What you will do –
From the first line to the last, restate every record word for word, leaving out the pictures.

Supplied information –
━━━

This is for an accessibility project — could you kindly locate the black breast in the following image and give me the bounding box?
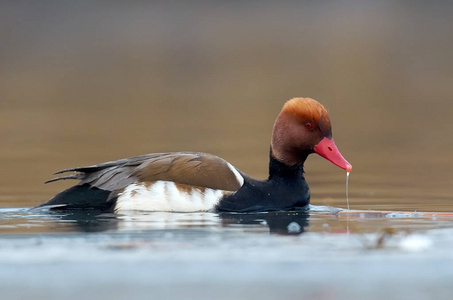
[215,156,310,212]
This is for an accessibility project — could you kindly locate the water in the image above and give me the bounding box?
[1,207,453,299]
[1,1,453,299]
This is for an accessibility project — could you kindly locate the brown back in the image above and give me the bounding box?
[48,152,243,192]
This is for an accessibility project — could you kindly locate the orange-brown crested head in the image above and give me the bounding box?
[271,97,351,172]
[280,97,332,138]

━━━

Task solution –
This is for an accessibility project — could you kindly locate the black breast in the following image and give me the bounding box?
[215,156,310,212]
This is for an accessibility project — could you kindly locate the water in the image above and give me the bounding box?
[1,207,453,299]
[1,1,453,299]
This is for an accessibility project — could you kindly locate the brown back in the image above and give me the bounding box?
[48,152,243,192]
This is for an accessibility project — could you kindly locate the orange-brown crested head in the image above and give me the bounding box?
[271,97,351,172]
[280,97,332,138]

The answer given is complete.